**YOUR INSTRUCTIONS**
Read the data below. Every line holding the string "shirt" must be copied.

Entries taken from a collection:
* * * * *

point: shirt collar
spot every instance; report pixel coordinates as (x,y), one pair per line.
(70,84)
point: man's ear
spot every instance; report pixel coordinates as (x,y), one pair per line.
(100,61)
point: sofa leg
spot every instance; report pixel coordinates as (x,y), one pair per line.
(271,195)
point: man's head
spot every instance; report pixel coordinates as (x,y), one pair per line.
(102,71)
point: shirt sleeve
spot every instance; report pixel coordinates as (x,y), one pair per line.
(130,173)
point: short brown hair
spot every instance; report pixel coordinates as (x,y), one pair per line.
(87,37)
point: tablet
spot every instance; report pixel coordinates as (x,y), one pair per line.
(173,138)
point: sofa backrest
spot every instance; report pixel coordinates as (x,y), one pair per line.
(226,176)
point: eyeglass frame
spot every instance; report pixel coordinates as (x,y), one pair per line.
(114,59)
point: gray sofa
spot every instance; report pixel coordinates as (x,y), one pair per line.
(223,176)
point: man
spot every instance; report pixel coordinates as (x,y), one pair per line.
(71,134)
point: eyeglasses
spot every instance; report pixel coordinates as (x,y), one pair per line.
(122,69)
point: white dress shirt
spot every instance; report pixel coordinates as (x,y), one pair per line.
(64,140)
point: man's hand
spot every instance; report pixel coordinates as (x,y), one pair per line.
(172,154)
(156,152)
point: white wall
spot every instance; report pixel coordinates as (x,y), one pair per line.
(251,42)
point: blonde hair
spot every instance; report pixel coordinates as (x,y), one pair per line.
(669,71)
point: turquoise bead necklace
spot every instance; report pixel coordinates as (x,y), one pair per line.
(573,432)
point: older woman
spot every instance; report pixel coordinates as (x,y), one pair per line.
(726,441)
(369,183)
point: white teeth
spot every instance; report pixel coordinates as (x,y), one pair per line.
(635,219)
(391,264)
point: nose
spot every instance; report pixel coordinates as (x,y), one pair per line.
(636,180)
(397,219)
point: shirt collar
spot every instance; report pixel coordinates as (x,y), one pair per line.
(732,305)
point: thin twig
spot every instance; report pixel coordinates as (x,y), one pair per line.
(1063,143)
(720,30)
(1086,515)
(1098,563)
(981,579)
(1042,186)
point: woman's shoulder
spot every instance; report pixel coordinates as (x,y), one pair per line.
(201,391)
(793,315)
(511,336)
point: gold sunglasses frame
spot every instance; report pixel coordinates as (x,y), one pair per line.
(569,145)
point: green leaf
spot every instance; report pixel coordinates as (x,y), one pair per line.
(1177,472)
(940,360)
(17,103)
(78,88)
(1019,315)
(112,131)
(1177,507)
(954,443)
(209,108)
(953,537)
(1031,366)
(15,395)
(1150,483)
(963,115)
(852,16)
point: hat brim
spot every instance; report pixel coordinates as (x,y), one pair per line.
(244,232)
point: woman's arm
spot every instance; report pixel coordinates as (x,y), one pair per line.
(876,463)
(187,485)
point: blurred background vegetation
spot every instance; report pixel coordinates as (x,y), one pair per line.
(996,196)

* * * * *

**TASK OUTPUT**
point: shirt collar
point: shirt sleeve
point: white dress shirt
point: shirt collar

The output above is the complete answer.